■ Prompt: Every record below should be transcribed exactly. Omit the images.
── Information provided ──
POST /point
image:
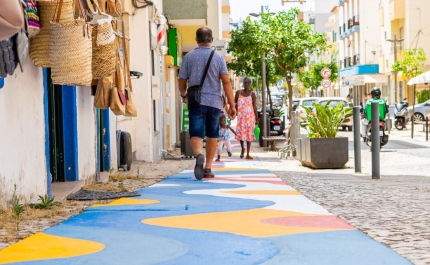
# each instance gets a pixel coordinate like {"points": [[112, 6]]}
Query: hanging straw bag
{"points": [[33, 17], [130, 108], [118, 100], [113, 8], [103, 55], [70, 51], [39, 44]]}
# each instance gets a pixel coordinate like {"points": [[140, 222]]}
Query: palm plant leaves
{"points": [[325, 121]]}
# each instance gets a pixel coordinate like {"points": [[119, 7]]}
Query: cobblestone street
{"points": [[394, 210]]}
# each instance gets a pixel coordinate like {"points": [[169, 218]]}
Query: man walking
{"points": [[204, 118]]}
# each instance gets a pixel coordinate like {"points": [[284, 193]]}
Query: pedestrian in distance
{"points": [[203, 93], [224, 137], [247, 116]]}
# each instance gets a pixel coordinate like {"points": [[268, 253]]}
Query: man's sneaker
{"points": [[208, 174], [198, 169]]}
───
■ Output for this exercise:
POST /point
image:
# each instance gets a pixel coordinate like {"points": [[112, 6]]}
Query: hanging straw bag
{"points": [[33, 17], [130, 108], [118, 100], [113, 8], [103, 55], [70, 51], [39, 44]]}
# each instance gets a pixel coordinate like {"points": [[140, 222]]}
Query: palm plant leaves
{"points": [[325, 121]]}
# each instance gets a pixel coordinate like {"points": [[119, 7]]}
Query: cobblestone street
{"points": [[394, 210]]}
# each instance gets a pixel coordinate like {"points": [[169, 218]]}
Query: man walking
{"points": [[204, 118]]}
# each instance gets a pixel coordinate like {"points": [[284, 193]]}
Query: pedestrian in distance
{"points": [[203, 93], [224, 137], [247, 116]]}
# each instance gets a pixel coordinate like {"points": [[268, 253]]}
Query: man's sneaker
{"points": [[208, 174], [198, 169]]}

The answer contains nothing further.